__Arbeitsanweisungen__.
A. Was kann Kindern laut dem Auszug über Kinder nach der Flucht helfen, Ängste und Sorgen über ein mögliches Kriegsgeschehen in Deutschland zu verarbeiten?
B. Fassen Sie den Auszug über Kinder nach der Flucht in zwei Sätzen zusammen.
C. Schreiben Sie den Auszug über Kinder nach der Flucht im Anschluss an seinen letzten Satz weiter.

__Ausgewählter Auszug__.
-- -- --
Sprechen Sie mit Kindern über das, was sie vermissen. Neben der gewohnten Umgebung vermissen vor allem Kinder auch häufig Routinen und Gegenstände, die durch die Flucht verloren gegangen sind. Lassen Sie Kinder über diese Dinge erzählen, z.B. wie sie immer am Nachmittag zur Großmutter gegangen sind, um ein Eis zu essen oder über die Spielsachen, die sie nicht alle mitnehmen konnten. Das alles zu vermissen ist völlig in Ordnung.

Unterstützen Sie das Kind dabei neue Routinen zu entwickeln. Überlegen Sie gemeinsam mit dem Kind, was es jetzt in seinem neuen Zuhause gibt, das es gerne mag.  Oder welche Personen im Alltag für das Kind da sind. Kinder sollen wissen, dass sie an beiden Orten Dinge vermissen aber auch schätzen dürfen. Sie sollen sich nicht entscheiden müssen.

4. Wenn Ängste geäußert werden, zurück ins unsichere Heimatland zu müssen oder erneut im Krieg zu sein

Für viele Kinder bedeutet die Flucht nach Deutschland erst einmal das Sichern des eigenen Überlebens. Aber wie verhalte ich mich als Fachkraft einem Kind gegenüber, wenn es die Angst äußert, dass es nie wieder zurück in ihre Heimat kann oder der Krieg auch Deutschland erreicht?

Angst vor Krieg zu haben ist völlig normal. Unabhängig von der Herkunft, erleben viele Kinder und Jugendliche heutzutage die Angst, dass der Krieg nach Deutschland kommen und er somit auch einen selbst treffen könnte.

Sprechen Sie über das Thema Krieg. Was Kindern helfen kann, Ängste und Sorgen über ein mögliches Kriegsgeschehen in Deutschland zu verarbeiten, ist, über Fakten aufzuklären. Erklären Sie den Kindern in altersgerechter Sprache, warum es Krieg geben kann, warum es in anderen Ländern Krieg gibt und warum es bei uns in Deutschland seit vielen Jahren keinen Krieg mehr gab.

Machen Sie keine Versprechen, die Sie nicht halten können. Erklären Sie dem Kind, warum es aktuell hier in Deutschland lebt und vielleicht auch noch eine Weile bleiben wird (oder zurückgehen wird, falls es bereits Pläne dahingehend gibt). Machen Sie keine Versprechungen darüber, wie lange das Kind hierbleiben wird oder ob es jemals wieder zurück in sein Heimatland gehen wird (oder ob es jemals zurückkommen wird, falls es bereits Pläne gibt, zurück in das Heimatland zu ziehen). Aussagen, die wir nicht sicher bestätigen können, können bei Kindern zu falschen Hoffnungen führen. Wenn sich Aussagen als nicht wahr herausstellen, kann dies zudem zu einem Vertrauensbruch führen, der der Beziehung zwischen Ihnen und dem Kind schaden kann. Vermeiden Sie daher Aussagen über den zukünftigen Wohnort, denn wir können die (politischen) Umstände und möglichen Pläne der Familie in der Zukunft nie vorhersagen.
-- -- --
__Untersuchte Daten__.
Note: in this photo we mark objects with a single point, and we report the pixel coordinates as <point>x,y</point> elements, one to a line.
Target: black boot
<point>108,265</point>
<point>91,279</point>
-- -- --
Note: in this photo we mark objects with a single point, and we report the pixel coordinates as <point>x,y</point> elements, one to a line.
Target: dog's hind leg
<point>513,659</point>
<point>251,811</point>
-- -- --
__Lösungen__.
A. Es kann ihnen helfen, über Fakten aufgeklärt zu werden.

B. Der Auszug rät Fachkräften, mit geflüchteten Kindern über das zu sprechen, was sie vermissen, und sie beim Entwickeln neuer Routinen zu unterstützen. Bei Ängsten vor Krieg sollen sie Kinder altersgerecht über Fakten aufklären und keine Versprechen über den künftigen Wohnort machen, weil solche Aussagen falsche Hoffnungen wecken und das Vertrauen beschädigen können.

C.
Sprechen Sie sich mit den Eltern / Bezugspersonen ab. Bleiben Sie mit den Eltern / Bezugspersonen im Austausch. Berichten Sie ihnen, dass das Kind danach gefragt hat und informieren Sie sich, wie zu Hause über das Thema gesprochen wird und berichten Sie, was Sie dem Kind erzählt haben. Versuchen Sie, sich an dieses Vorgehen anzupassen.

Vermitteln Sie Sicherheit. Sprechen Sie mit den Kindern vor allem auch darüber, warum es sich in Deutschland sicher fühlen kann. Nutzen Sie auch hier eine altersgerechte Sprache und fokussieren Sie sich auf Dinge, die dem Kind auch ganz individuell das Gefühl von Sicherheit geben können (z.B. Verkehrssicherheit, Meinungsfreiheit oder alltagsnahe Dinge wie dass es Anschnallgurte in jedem Auto gibt und Fahrradfahrer Helme tragen).

Machen Sie weiter wie bisher! Kinder sollen sich in der Kindertagesstätte oder im Kindergarten sicher fühlen können. Dies ermöglichen Sie als pädagogische Fachkraft jeden Tag – durch Sicherheit, Struktur und Beziehung im Alltag. So können Kinder jeden Tag aufs Neue ein Gefühl von Sicherheit erleben und das ist unglaublich viel Wert!

Zur Person

Elisa Pfeiffer
© privat

Dr. M.Sc.-Psych. Elisa Pfeiffer ist leitende Psychologin an der Klinik für Kinder- und Jugendpsychiatrie und Psychotherapie am Universitätsklinikum Ulm und leitet die Tagesklinik für Kinder. Gemeinsam mit Herrn Dr. Cedric Sachser führt sie außerdem eine wissenschaftliche Arbeitsgruppe zu den Themen Trauma und Traumatherapie mit einem Schwerpunkt zu geflüchteten und fremduntergebrachten Kindern und Jugendlichen. Für ihre Arbeit im Forschungsprojekt „Mein Weg: Trauma-fokussierte Gruppenintervention für junge Flüchtlinge“ wurde sie 2020 mit dem Deutschen Studienpreis der Körber-Stiftung in der Sektion Sozialwissenschaften ausgezeichnet.